== Input material ==
________________________________________
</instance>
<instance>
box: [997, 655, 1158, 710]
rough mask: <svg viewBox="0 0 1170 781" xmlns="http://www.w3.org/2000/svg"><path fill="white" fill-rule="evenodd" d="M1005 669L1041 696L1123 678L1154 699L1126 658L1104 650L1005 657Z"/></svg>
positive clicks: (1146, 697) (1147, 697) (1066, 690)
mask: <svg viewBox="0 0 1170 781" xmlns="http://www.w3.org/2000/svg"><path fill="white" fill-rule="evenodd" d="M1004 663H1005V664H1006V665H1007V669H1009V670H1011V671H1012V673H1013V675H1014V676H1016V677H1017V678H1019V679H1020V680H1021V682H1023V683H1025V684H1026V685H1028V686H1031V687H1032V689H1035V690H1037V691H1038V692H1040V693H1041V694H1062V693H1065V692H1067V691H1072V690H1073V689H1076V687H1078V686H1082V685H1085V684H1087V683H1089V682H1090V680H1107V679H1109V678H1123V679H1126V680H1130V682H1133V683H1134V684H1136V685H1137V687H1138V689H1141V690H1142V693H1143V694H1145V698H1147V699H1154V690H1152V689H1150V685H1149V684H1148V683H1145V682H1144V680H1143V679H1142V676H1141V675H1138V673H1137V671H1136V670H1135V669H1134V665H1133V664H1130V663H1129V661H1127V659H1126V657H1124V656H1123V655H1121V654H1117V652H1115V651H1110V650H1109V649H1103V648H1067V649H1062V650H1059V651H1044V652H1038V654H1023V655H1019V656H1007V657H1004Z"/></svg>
________________________________________
== Exercise description ==
Switch "rough mask" to "coarse mask" in the lines above and give them again with nothing else changed.

== Answer to this problem ==
</instance>
<instance>
box: [997, 655, 1158, 710]
coarse mask: <svg viewBox="0 0 1170 781" xmlns="http://www.w3.org/2000/svg"><path fill="white" fill-rule="evenodd" d="M1005 669L1041 696L1123 678L1154 699L1126 658L1104 650L1005 657Z"/></svg>
positive clicks: (1146, 697) (1147, 697) (1066, 690)
mask: <svg viewBox="0 0 1170 781" xmlns="http://www.w3.org/2000/svg"><path fill="white" fill-rule="evenodd" d="M1004 663H1005V664H1006V665H1007V669H1009V670H1011V671H1012V673H1013V675H1014V676H1016V677H1017V678H1019V679H1020V680H1021V682H1023V683H1025V684H1026V685H1028V686H1031V687H1032V689H1035V690H1037V691H1038V692H1040V693H1041V694H1062V693H1065V692H1067V691H1072V690H1073V689H1076V687H1078V686H1082V685H1085V684H1087V683H1089V682H1090V680H1107V679H1109V678H1123V679H1126V680H1130V682H1133V683H1134V684H1136V685H1137V687H1138V689H1141V690H1142V693H1143V694H1145V698H1147V699H1154V690H1152V689H1150V685H1149V684H1148V683H1145V682H1144V680H1143V679H1142V676H1141V675H1138V673H1137V671H1136V670H1135V669H1134V665H1133V664H1130V663H1129V661H1127V659H1126V657H1124V656H1123V655H1121V654H1117V652H1115V651H1110V650H1109V649H1103V648H1067V649H1062V650H1059V651H1044V652H1038V654H1023V655H1019V656H1007V657H1004Z"/></svg>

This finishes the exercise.